* _WORK REQUIRED_: Could you copy each of the lines below word for word, without changing anything?

* _RECORDS FOR THE EXERCISE_:
━━━━━━━━━━━━━━━━━━━━

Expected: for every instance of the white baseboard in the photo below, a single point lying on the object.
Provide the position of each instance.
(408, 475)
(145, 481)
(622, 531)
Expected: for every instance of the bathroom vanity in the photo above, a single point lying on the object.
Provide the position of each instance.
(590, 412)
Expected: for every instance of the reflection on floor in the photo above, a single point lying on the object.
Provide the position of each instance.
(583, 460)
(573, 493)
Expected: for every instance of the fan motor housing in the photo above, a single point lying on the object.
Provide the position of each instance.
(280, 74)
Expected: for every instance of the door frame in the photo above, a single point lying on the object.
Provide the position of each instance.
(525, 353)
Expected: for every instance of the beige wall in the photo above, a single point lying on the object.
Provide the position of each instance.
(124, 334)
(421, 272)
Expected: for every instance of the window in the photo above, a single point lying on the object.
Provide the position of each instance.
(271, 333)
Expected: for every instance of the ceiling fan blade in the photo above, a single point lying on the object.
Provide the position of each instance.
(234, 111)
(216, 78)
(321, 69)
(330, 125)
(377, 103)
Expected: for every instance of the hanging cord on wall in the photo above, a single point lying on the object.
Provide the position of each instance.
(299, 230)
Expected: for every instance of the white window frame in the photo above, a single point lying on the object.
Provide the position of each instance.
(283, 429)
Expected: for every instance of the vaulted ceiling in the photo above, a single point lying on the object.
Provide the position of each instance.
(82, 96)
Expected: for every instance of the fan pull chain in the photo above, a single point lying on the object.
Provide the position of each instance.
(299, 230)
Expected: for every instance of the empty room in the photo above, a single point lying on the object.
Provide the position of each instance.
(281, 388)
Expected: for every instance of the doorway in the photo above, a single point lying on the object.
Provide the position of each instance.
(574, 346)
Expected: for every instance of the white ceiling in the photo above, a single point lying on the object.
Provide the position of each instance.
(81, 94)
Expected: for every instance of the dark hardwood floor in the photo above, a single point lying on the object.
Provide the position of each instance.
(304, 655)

━━━━━━━━━━━━━━━━━━━━

* _WRITTEN RESPONSE_:
Expected: for every instance of the white baseboard in the photo below, a single point lying on the object.
Provide the position of each instance.
(408, 475)
(145, 481)
(622, 531)
Expected: for every instance of the bathroom vanity in the photo above, a single point lying on the object.
Provide the position of each instance.
(590, 412)
Expected: for every instance of the reflection on floor in the photo above, a single point lying on the object.
Provide the position of each instance.
(583, 460)
(573, 493)
Expected: for every instance of the fan motor housing in the photo above, a single point lying on the object.
Provide the position of each instance.
(280, 74)
Expected: for every instance of the door frame in the photo above, a single point lying on the object.
Provide the position of each instance.
(525, 353)
Expected: for every instance of the beige wall in the photo above, a single point lying on the object.
Provide the position of each instance.
(124, 334)
(421, 272)
Expected: for every instance of the window in the photo above, a single point lying on the object.
Provide the position of each instance.
(271, 333)
Expected: for every instance of the ceiling fan blade in the photo above, a single point lying on the object.
Provide the position of each instance.
(234, 111)
(216, 78)
(321, 69)
(330, 125)
(377, 103)
Expected: for every instance of the hanging cord on wall in the photo above, a single point lying on the object.
Provide the position of each instance.
(299, 230)
Expected: for every instance of the white window frame in the photo above, a single point lying on the object.
Provide the position of each instance.
(283, 429)
Expected: for every instance of the vaulted ceiling in the photo above, a single point lying on the object.
Provide the position of each instance.
(82, 96)
Expected: for every instance of the fan pull chain in the photo above, a single point lying on the object.
Provide the position of each instance.
(299, 230)
Expected: for every instance of the empty room in the photo above, a single point lying on the object.
Provide the position of each instance.
(281, 388)
Expected: for every instance of the doorway in the photo above, a single point lying on the object.
Provide the position of each instance.
(574, 346)
Expected: for every instance of the white ceiling in the photo above, a single point lying on the object.
Provide the position of each instance.
(81, 94)
Expected: for every instance of the dark hardwood floor in the photo above, a single point lying on the object.
Provide the position of each instance.
(304, 655)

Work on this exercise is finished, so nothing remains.